Goal of the exercise —
In the lines below, replace "entrance door" with "front door" and change nothing else. Leave the pictures out of your answer.

Records provided —
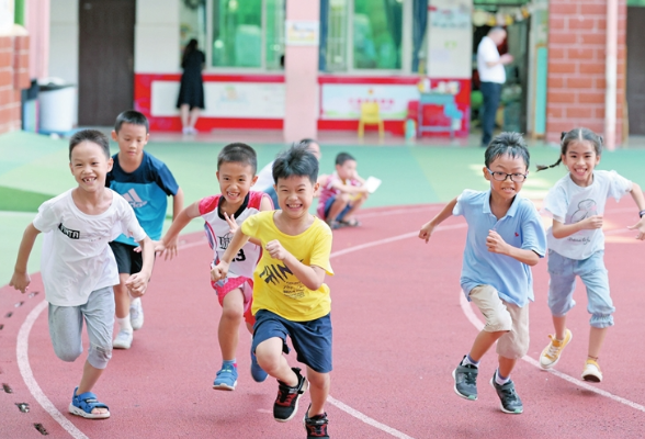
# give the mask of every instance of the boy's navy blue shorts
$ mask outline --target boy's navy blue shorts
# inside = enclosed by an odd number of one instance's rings
[[[142,271],[144,259],[140,252],[134,250],[135,246],[113,240],[110,243],[110,248],[112,248],[114,259],[116,259],[116,268],[120,274],[134,274]]]
[[[292,322],[267,309],[256,313],[253,345],[273,337],[282,339],[282,351],[288,353],[286,336],[291,338],[297,360],[318,373],[331,372],[331,318],[330,314],[309,322]]]

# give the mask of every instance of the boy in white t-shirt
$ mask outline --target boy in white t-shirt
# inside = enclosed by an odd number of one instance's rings
[[[155,250],[127,201],[105,188],[105,176],[112,168],[105,135],[95,130],[76,133],[69,140],[69,168],[78,187],[41,205],[24,232],[9,284],[23,293],[27,290],[27,260],[37,235],[44,233],[41,272],[49,303],[54,351],[64,361],[75,361],[82,353],[83,318],[90,339],[88,360],[69,413],[100,419],[110,417],[110,412],[91,390],[112,357],[112,286],[118,283],[116,261],[108,243],[123,233],[142,246],[142,271],[125,283],[134,297],[146,291]]]

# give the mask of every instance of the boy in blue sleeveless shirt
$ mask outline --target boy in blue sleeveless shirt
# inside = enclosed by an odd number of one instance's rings
[[[168,167],[152,155],[144,151],[148,143],[148,120],[138,111],[124,111],[116,117],[112,139],[118,144],[118,153],[112,158],[114,166],[108,173],[105,185],[118,192],[134,209],[137,219],[152,240],[161,238],[168,196],[173,198],[172,218],[183,209],[183,191],[174,181]],[[121,283],[114,285],[116,322],[118,334],[112,346],[129,349],[133,330],[144,325],[144,309],[140,299],[132,299],[125,288],[131,273],[140,270],[142,254],[135,251],[137,244],[125,235],[110,243]],[[177,247],[169,243],[167,247]]]

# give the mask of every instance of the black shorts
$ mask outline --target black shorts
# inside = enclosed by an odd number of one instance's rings
[[[116,259],[118,274],[134,274],[142,271],[144,259],[140,252],[134,250],[136,248],[135,246],[113,240],[110,243],[110,247]]]
[[[318,373],[331,372],[331,318],[324,317],[309,322],[287,320],[267,309],[256,313],[251,349],[273,337],[282,339],[282,351],[288,353],[286,336],[291,338],[297,360]]]

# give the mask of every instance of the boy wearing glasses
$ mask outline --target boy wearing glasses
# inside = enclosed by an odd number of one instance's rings
[[[529,349],[529,301],[533,301],[530,266],[544,257],[546,236],[538,210],[519,195],[529,173],[529,150],[518,133],[501,133],[485,153],[487,191],[465,190],[419,232],[426,243],[434,228],[451,215],[468,224],[461,285],[475,303],[486,326],[471,351],[452,372],[455,393],[477,399],[477,372],[482,357],[497,341],[499,365],[490,385],[503,413],[520,414],[522,401],[510,373]]]

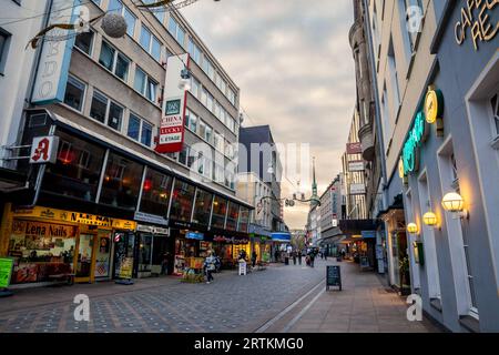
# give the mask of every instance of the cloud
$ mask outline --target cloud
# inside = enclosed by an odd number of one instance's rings
[[[355,104],[352,1],[204,0],[181,12],[241,88],[244,124],[269,124],[279,143],[310,144],[323,193],[342,170]],[[283,196],[295,190],[283,181]],[[304,227],[307,212],[286,209],[286,223]]]

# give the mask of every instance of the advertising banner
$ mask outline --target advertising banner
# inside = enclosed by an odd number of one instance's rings
[[[184,120],[187,92],[179,88],[181,71],[189,68],[189,54],[172,55],[167,59],[166,81],[163,95],[163,114],[156,145],[159,153],[182,151],[184,143]]]
[[[363,152],[363,145],[360,142],[347,143],[347,154],[360,154]]]

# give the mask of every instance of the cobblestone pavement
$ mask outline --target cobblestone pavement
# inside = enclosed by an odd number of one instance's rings
[[[322,267],[320,267],[322,266]],[[176,278],[21,290],[0,298],[0,333],[253,332],[325,278],[325,266],[271,266],[212,284]],[[77,294],[90,297],[90,322],[74,321]]]

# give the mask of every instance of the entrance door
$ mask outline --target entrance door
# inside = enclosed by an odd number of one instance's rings
[[[95,235],[80,234],[75,253],[75,282],[93,282],[95,265]]]
[[[133,233],[114,232],[114,267],[113,278],[132,278],[134,265],[135,235]]]

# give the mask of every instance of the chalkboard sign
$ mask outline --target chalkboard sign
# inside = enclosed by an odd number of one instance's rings
[[[326,290],[329,286],[337,286],[342,291],[342,270],[339,265],[328,265],[326,272]]]

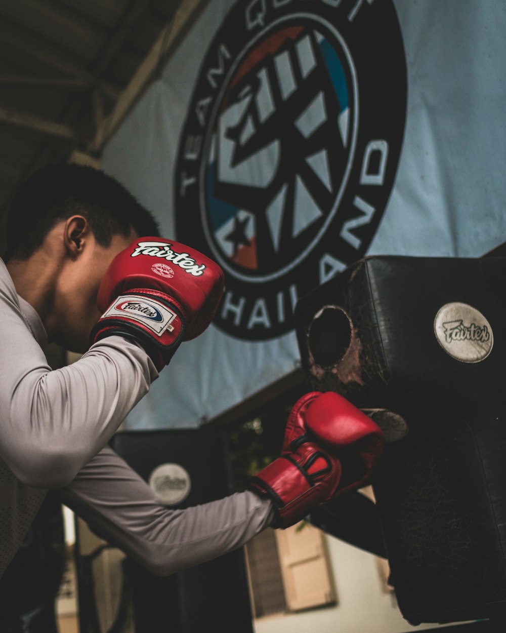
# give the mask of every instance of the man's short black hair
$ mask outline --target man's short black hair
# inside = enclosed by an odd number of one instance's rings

Task solution —
# give the mask of every instance of the boy's navy blue shorts
$ mask outline --target boy's navy blue shorts
# inside = enclosed by an odd number of one instance's rings
[[[142,271],[144,259],[140,252],[134,250],[135,246],[113,240],[110,243],[110,248],[112,248],[114,259],[116,259],[116,268],[120,274],[134,274]]]
[[[292,322],[267,309],[256,313],[253,345],[273,337],[282,339],[282,351],[288,353],[286,336],[291,338],[297,360],[318,373],[331,372],[331,318],[330,314],[309,322]]]

# give the mask of every instance of the boy in white t-shirt
$ mask outline --target boy in white t-shirt
# inside = enclosed by an odd number of one instance's rings
[[[155,250],[127,201],[105,188],[105,176],[112,168],[105,135],[95,130],[76,133],[69,140],[69,168],[78,187],[41,205],[24,232],[9,284],[23,293],[27,290],[27,260],[37,235],[44,233],[41,272],[49,303],[54,351],[64,361],[75,361],[82,353],[83,318],[90,339],[88,360],[69,413],[100,419],[110,417],[110,412],[91,390],[112,357],[112,286],[118,283],[116,261],[108,243],[123,233],[142,246],[142,271],[125,283],[134,297],[146,291]]]

# give the mask of every instance of the boy in blue sleeveless shirt
$ mask outline --target boy in blue sleeveless shirt
# inside = enclosed by an odd number of one instance's rings
[[[168,167],[152,155],[144,151],[148,143],[148,120],[138,111],[124,111],[116,117],[112,139],[118,144],[118,153],[112,158],[114,166],[108,173],[105,185],[118,192],[134,209],[137,219],[152,240],[161,238],[168,196],[173,198],[172,218],[183,209],[183,191],[174,181]],[[121,283],[114,285],[116,322],[118,334],[112,346],[129,349],[133,330],[144,325],[144,309],[140,299],[132,299],[125,288],[131,273],[140,270],[142,254],[135,251],[137,244],[125,235],[110,243]],[[177,247],[169,243],[167,247]]]

# give the mask of every instance of the black shorts
$ mask outline --target black shorts
# inside = enclosed by an odd number of one instance's rings
[[[116,259],[118,274],[134,274],[142,271],[144,259],[140,252],[134,250],[136,248],[135,246],[113,240],[110,243],[110,247]]]
[[[318,373],[331,372],[331,318],[324,317],[309,322],[287,320],[267,309],[256,313],[251,349],[273,337],[282,339],[282,351],[288,353],[286,336],[291,338],[297,360]]]

# give the mask of every instance of the boy wearing glasses
$ mask outline --target boy wearing glasses
# inside = enclosed by an odd number of one instance's rings
[[[529,349],[529,301],[533,301],[530,266],[544,257],[546,236],[538,210],[519,195],[529,173],[529,150],[518,133],[501,133],[485,153],[487,191],[465,190],[419,232],[426,243],[434,228],[451,215],[468,224],[461,285],[475,303],[486,326],[471,351],[452,372],[455,393],[477,399],[477,372],[482,357],[497,341],[499,365],[490,385],[503,413],[520,414],[522,401],[510,373]]]

# give the mask of every instance of the cloud
$ mask outline --target cloud
# inside = enclosed by an odd number of one instance's rings
[[[355,104],[352,1],[204,0],[181,12],[241,88],[244,124],[269,124],[279,143],[310,144],[323,193],[342,170]],[[283,196],[295,190],[283,181]],[[304,227],[307,212],[286,209],[286,223]]]

# give the mask of every instance of the advertising banner
$ mask outline --target advertising banner
# inside = enclosed by an odd number of one instance's rings
[[[184,120],[187,92],[179,88],[181,71],[189,68],[189,54],[172,55],[167,59],[166,81],[163,95],[163,114],[156,145],[159,153],[182,151],[184,143]]]
[[[363,152],[363,145],[360,142],[347,143],[347,154],[360,154]]]

# give the mask of every instance of the cobblestone pavement
$ mask outline --target cobblestone pavement
# inside = enclosed by an odd number of one instance's rings
[[[322,267],[320,267],[322,266]],[[176,278],[21,290],[0,298],[0,333],[253,332],[325,278],[325,266],[271,266],[212,284]],[[77,294],[90,297],[90,322],[74,321]]]

# give the mask of every instance of the front door
$ mask outline --target front door
# inside = enclosed by an odd number of one instance's rings
[[[95,235],[80,234],[75,253],[75,282],[93,282],[95,265]]]
[[[133,233],[114,232],[114,267],[113,278],[132,278],[134,265],[135,235]]]

# give the mask of every instance of the chalkboard sign
$ mask outline --target chalkboard sign
# inside = enclosed by an odd number of one instance's rings
[[[326,290],[329,286],[337,286],[342,291],[342,270],[339,265],[328,265],[326,272]]]

# give the mask of every instance of the man's short black hair
$ mask outline --target man's short black hair
# inside = enclosed by an odd number of one instance's rings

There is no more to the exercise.